- **Exercise data**
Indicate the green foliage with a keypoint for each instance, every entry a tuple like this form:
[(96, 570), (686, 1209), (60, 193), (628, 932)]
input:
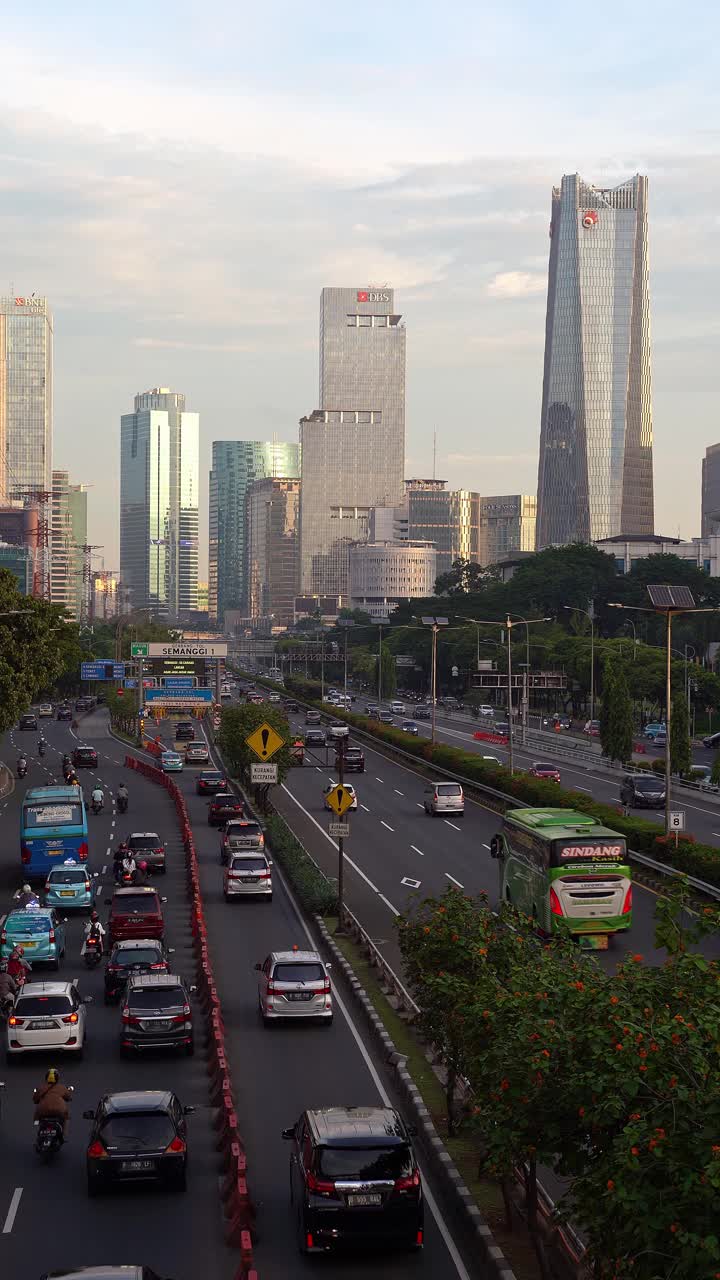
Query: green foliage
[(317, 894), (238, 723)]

- **Task goal**
Format every line of the records above as a numbered list, leaving out blank lines and the pictures.

- **Complete response**
1. Indicate the green foliage with a keypoint for each instance, every entry a tuple like this form:
2. [(96, 570), (686, 1209), (60, 193), (628, 932)]
3. input:
4. Query: green foliage
5. [(317, 894), (238, 723)]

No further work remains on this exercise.